### Exercise brief
Copy everything from the line containing "Where can the bird's beak" down to the end of the records, replacing "bird's beak" with "bird's bill" and leaving all else unchanged.

Dataset records
········

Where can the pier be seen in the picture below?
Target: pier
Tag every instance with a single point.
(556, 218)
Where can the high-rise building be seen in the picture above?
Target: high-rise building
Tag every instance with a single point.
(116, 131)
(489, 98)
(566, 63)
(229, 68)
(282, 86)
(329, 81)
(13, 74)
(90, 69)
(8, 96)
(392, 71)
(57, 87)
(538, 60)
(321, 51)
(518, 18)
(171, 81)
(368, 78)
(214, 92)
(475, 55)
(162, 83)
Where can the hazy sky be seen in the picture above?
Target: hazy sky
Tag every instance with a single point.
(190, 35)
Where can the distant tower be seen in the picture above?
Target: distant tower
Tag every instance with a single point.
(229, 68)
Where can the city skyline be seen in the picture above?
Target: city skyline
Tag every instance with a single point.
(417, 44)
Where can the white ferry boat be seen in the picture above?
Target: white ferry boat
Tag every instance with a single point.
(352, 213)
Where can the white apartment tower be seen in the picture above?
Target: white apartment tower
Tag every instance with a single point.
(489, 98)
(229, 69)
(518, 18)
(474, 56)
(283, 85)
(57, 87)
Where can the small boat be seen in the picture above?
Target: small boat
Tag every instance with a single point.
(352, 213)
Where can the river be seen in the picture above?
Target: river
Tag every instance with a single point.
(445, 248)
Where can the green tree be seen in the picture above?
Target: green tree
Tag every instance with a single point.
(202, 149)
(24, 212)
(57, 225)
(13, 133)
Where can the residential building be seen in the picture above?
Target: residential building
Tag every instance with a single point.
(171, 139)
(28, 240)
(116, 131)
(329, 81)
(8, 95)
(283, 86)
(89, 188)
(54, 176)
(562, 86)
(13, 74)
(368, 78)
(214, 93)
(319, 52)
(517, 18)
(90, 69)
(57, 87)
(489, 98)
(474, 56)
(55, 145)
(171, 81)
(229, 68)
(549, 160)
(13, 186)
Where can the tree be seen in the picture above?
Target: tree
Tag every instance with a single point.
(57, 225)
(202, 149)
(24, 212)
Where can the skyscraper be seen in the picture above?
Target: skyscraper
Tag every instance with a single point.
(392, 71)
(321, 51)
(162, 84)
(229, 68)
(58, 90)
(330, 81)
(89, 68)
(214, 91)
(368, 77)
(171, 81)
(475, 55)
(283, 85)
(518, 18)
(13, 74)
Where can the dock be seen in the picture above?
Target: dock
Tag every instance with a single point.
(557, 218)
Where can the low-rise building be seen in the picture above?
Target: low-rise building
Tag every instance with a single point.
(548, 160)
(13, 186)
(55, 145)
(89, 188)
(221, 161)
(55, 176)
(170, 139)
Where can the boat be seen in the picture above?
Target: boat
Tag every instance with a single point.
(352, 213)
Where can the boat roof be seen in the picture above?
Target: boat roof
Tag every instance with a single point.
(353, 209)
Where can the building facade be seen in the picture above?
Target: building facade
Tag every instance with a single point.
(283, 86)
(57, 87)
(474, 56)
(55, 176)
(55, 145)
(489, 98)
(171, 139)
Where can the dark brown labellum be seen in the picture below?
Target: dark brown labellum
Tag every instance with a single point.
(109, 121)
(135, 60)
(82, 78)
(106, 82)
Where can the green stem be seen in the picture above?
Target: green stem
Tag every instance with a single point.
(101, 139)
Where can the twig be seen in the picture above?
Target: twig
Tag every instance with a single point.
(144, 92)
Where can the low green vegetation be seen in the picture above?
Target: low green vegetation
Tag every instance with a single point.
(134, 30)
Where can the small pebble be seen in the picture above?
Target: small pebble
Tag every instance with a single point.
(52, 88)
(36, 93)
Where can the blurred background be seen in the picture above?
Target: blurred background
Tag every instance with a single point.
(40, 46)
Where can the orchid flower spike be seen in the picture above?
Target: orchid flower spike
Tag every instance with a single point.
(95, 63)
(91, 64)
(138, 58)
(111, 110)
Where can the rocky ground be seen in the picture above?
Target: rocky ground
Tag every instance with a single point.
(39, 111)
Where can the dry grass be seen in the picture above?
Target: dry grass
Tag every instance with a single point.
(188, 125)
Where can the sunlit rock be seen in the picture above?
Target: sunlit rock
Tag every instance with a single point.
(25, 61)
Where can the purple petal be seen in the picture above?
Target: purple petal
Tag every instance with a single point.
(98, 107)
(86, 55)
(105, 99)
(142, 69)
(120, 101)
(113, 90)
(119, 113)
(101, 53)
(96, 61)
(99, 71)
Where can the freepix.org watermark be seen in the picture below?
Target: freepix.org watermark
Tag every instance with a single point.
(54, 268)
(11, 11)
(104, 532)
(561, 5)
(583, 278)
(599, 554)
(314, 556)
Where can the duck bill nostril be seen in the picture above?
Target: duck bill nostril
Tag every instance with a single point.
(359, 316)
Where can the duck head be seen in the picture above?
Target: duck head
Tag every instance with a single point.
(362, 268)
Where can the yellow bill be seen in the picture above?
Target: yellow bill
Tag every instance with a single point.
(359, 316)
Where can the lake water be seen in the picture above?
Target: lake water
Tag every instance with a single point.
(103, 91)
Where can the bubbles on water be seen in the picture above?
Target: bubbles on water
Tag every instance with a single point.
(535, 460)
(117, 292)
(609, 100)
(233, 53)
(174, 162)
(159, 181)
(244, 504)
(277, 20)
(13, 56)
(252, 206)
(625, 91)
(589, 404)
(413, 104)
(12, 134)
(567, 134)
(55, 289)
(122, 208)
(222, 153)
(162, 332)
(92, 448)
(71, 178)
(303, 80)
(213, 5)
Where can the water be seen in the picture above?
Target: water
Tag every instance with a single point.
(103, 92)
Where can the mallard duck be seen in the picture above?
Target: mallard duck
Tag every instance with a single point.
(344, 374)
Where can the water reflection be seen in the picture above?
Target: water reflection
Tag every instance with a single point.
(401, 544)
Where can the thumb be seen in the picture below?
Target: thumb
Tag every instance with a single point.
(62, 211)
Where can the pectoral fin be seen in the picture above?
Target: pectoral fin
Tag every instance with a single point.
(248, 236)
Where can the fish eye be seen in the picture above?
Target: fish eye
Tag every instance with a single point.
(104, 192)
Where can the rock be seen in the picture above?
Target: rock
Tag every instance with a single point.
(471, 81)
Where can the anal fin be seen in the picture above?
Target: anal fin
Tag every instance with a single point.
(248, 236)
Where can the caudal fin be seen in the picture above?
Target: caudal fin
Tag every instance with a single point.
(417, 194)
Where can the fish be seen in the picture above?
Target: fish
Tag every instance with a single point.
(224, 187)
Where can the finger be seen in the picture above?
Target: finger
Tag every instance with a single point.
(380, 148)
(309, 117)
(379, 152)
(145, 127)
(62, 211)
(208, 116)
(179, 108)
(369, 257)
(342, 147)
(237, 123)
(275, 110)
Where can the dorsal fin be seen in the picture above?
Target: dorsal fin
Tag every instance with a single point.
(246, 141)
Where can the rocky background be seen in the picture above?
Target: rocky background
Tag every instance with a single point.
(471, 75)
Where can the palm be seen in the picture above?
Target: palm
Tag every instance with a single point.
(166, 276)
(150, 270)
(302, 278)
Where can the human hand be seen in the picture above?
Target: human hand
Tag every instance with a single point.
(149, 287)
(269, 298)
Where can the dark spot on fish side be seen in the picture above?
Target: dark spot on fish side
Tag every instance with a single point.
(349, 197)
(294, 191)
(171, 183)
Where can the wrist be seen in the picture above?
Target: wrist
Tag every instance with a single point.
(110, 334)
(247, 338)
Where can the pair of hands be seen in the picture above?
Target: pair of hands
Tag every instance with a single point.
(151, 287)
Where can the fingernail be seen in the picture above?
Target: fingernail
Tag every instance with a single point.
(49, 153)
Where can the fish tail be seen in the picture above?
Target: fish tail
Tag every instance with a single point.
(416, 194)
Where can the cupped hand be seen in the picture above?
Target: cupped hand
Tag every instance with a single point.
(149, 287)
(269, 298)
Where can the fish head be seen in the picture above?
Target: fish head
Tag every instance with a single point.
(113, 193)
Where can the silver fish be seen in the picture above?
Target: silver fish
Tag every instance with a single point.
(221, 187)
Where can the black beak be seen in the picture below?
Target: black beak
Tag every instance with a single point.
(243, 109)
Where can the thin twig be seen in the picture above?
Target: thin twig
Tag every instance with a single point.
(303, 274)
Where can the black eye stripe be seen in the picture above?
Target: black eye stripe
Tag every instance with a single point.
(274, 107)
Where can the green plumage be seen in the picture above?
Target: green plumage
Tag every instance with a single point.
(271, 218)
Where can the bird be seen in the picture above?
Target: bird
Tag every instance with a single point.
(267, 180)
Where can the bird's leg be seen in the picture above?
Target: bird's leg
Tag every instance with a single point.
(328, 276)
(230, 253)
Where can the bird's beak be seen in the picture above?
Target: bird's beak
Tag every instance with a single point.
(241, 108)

········

### Solution
Where can the bird's bill be seen in the picture above?
Target: bird's bill
Tag every instance with a single point.
(241, 108)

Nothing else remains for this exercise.